WHAT IS EXPECTED: Reproduce the material word for word, beginning with its first line and continuing through the line that contains "point(334, 309)". Include both of those lines.

** Start of GIVEN DATA **

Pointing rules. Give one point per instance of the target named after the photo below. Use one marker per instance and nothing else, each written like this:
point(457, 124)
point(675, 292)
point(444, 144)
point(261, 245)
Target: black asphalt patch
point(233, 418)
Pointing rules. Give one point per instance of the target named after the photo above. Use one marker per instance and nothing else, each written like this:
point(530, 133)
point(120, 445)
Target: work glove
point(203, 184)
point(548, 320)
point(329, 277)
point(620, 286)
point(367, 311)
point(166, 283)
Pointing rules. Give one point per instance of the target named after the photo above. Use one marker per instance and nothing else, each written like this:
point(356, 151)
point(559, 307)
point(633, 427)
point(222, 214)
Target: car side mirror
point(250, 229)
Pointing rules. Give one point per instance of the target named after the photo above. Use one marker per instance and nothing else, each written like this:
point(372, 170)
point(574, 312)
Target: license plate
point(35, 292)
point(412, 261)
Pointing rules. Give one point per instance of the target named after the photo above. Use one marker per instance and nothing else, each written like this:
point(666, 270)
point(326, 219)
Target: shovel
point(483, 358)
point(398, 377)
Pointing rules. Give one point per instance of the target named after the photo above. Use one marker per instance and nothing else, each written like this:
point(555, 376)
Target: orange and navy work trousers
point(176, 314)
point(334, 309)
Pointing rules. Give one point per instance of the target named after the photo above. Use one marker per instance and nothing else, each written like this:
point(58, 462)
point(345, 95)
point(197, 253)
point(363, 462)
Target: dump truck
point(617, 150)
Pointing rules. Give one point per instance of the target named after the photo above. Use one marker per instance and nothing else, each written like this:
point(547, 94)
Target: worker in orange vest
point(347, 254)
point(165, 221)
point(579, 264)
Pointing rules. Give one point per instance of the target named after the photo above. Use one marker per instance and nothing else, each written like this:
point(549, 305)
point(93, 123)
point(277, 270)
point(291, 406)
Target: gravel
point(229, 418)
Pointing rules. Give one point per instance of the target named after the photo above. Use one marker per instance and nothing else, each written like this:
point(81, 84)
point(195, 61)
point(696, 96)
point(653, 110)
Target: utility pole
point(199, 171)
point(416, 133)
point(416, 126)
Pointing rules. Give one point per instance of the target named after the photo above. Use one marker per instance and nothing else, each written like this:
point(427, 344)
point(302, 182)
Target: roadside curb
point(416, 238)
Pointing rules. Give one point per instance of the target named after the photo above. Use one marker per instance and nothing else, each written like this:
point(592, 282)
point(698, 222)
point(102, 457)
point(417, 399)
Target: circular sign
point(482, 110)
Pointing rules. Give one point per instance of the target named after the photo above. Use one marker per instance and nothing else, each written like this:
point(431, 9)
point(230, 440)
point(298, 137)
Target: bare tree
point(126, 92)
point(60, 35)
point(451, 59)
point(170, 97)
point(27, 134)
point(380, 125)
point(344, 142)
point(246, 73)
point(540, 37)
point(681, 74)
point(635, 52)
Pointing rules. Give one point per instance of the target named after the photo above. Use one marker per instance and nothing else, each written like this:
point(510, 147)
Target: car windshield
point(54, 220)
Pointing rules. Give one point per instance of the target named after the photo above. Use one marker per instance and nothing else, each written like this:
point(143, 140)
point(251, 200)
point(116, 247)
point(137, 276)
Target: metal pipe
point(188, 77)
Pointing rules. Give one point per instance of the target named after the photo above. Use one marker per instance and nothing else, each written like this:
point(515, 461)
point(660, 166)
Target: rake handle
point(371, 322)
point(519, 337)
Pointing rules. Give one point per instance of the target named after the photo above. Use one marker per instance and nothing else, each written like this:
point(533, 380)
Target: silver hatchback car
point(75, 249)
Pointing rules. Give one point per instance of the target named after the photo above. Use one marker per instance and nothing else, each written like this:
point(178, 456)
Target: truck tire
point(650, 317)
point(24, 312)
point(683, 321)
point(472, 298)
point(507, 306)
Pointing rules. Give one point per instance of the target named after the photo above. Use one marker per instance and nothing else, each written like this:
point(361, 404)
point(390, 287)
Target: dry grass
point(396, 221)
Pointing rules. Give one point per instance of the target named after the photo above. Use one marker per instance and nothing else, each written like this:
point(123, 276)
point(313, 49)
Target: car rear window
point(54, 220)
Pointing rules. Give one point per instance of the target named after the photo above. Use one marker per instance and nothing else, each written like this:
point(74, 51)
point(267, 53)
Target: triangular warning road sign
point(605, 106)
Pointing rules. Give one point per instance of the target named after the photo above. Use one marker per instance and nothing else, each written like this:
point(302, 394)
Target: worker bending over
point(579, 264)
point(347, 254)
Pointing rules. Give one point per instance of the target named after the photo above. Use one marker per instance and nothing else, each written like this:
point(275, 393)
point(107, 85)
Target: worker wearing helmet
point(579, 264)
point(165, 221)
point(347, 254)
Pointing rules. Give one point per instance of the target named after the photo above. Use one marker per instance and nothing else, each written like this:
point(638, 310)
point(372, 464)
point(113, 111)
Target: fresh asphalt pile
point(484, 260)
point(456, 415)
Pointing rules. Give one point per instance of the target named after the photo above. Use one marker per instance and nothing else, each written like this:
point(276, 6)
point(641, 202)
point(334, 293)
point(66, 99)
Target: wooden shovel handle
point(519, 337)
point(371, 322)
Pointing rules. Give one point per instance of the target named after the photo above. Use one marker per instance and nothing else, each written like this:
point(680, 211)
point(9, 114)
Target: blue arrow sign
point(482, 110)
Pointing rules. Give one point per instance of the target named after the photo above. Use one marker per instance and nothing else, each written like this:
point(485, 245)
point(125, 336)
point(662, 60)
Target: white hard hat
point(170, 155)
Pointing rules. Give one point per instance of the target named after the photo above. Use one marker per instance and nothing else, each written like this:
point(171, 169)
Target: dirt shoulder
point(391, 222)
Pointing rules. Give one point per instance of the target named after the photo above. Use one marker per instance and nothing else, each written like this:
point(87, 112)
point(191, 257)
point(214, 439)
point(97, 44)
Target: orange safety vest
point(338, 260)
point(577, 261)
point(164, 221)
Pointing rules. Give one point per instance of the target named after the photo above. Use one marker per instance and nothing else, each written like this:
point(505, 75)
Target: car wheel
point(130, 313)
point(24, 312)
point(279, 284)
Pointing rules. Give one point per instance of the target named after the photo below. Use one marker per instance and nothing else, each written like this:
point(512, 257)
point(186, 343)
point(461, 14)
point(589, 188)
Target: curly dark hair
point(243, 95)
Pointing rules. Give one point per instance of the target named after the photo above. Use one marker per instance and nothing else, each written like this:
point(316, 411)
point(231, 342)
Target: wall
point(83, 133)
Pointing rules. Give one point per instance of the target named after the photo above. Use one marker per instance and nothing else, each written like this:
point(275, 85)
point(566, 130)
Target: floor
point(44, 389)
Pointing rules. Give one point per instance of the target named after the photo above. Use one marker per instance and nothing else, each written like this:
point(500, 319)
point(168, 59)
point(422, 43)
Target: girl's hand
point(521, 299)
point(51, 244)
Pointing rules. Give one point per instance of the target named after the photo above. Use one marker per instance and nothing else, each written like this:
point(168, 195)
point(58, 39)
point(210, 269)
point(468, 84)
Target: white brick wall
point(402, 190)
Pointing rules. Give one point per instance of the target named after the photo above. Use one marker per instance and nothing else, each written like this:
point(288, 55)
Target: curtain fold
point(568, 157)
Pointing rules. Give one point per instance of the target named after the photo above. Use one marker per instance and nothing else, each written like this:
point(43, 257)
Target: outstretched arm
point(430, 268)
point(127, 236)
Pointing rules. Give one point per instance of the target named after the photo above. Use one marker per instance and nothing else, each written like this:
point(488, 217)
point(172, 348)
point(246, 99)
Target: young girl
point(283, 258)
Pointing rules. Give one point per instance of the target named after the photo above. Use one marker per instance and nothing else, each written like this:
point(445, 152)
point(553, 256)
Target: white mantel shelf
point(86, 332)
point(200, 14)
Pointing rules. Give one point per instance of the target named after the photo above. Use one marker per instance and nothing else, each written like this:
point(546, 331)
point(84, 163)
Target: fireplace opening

** End of GIVEN DATA **

OUTPUT OF THE TASK:
Pointing rules. Give one point per instance of the target named after the photo below. Use one marker per instance and nothing else, each written like this:
point(457, 124)
point(675, 292)
point(444, 144)
point(261, 245)
Target: black asphalt patch
point(233, 418)
Pointing rules. Give one point per instance of the target named after the photo above. Use one marker per instance and nothing else, each written like this:
point(530, 133)
point(120, 445)
Target: work glove
point(203, 184)
point(548, 320)
point(329, 277)
point(620, 286)
point(367, 311)
point(166, 283)
Pointing rules. Give one point per instance of the target named after the photo above. Use one marker per instance and nothing else, each written like this:
point(356, 151)
point(559, 307)
point(633, 427)
point(222, 214)
Target: car side mirror
point(250, 229)
Pointing rules. Give one point per instance of the target named after the photo above. Use one marker per instance and nothing else, each written like this:
point(372, 170)
point(574, 312)
Target: license plate
point(35, 292)
point(412, 261)
Pointing rules. Give one point per instance of the target named after the photo above. Use one marker per instance and nothing else, each written like this:
point(666, 270)
point(326, 219)
Target: shovel
point(483, 358)
point(398, 377)
Pointing rules. Give one point per instance of the target named after the photo above. Use one marker per instance and nothing else, each written like this:
point(555, 376)
Target: orange and navy work trousers
point(176, 314)
point(334, 309)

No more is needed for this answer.